*** Opening of READING PASSAGE ***

Breaking: Middle-aged women like sex

A new study sets out to prove something we already knew, but is there more to the story than what science explains?

Published July 8, 2010 10:01PM (EDT)

Today in "hey, didn't we already know that?" is a recent study out of the University of Texas showing that women hit a sexual peak in middle age. But the reason might surprise you. According to the researchers, what's ramping up the libidos of women in their 30s and 40s is their declining fertility. Women of a certain age, says study author David Buss, have a psychological urge to "facilitate conception before the window of opportunity closes."

Buss and his team of psychologists surveyed over 800 women and found that women ages 27 to 45 were more likely than either their highly fertile younger sisters (ages 18 to 26) or the menopausal set (over 46) to "have frequent sexual fantasies," "think about sexual activity," or display "a willingness to have casual sex." And from an evolutionary biology standpoint, the researchers argue, that makes sense -- in order to propagate the species, women with declining fertility recognize, consciously or otherwise, that if they want to have children, well, they'd better snap to it. In other words, when your biological clock says jump, you better, uh, run off and have lots of sex.

*** Close of READING PASSAGE ***
*** Opening of SOURCE DATA ***

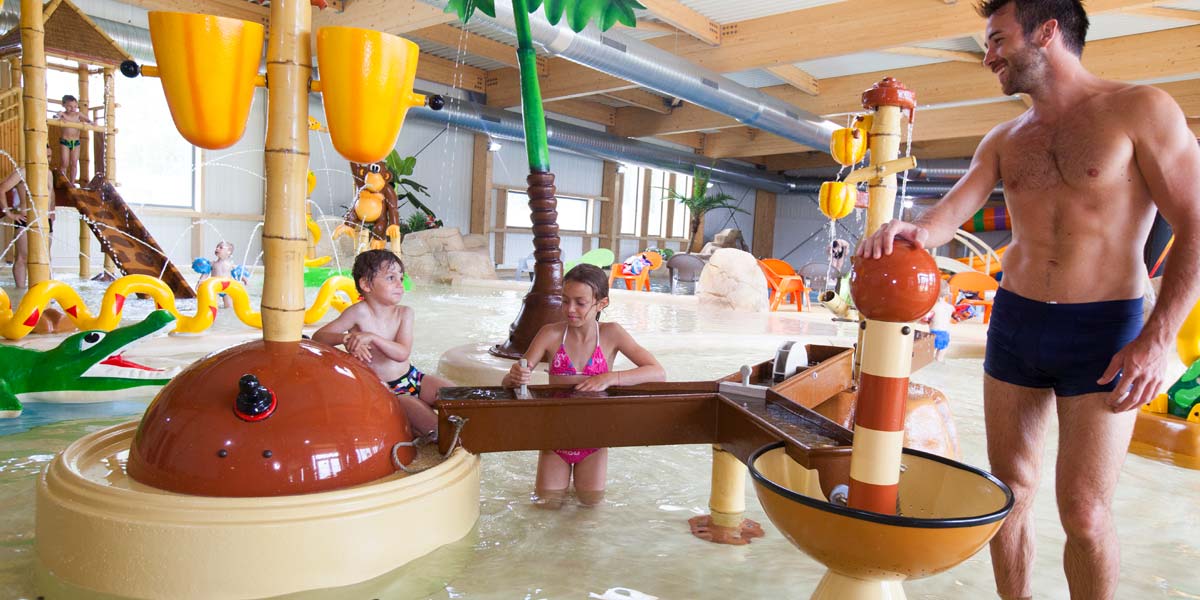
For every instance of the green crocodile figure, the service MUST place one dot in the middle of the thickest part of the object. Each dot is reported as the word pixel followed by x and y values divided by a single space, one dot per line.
pixel 85 367
pixel 1186 393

*** Close of SOURCE DATA ***

WORK TO BE COMPLETED
Please return everything in the article on middle-aged women's sexual peak from "Buss and his" down to "lots of sex.", copied word for word.

WRITTEN ANSWER
Buss and his team of psychologists surveyed over 800 women and found that women ages 27 to 45 were more likely than either their highly fertile younger sisters (ages 18 to 26) or the menopausal set (over 46) to "have frequent sexual fantasies," "think about sexual activity," or display "a willingness to have casual sex." And from an evolutionary biology standpoint, the researchers argue, that makes sense -- in order to propagate the species, women with declining fertility recognize, consciously or otherwise, that if they want to have children, well, they'd better snap to it. In other words, when your biological clock says jump, you better, uh, run off and have lots of sex.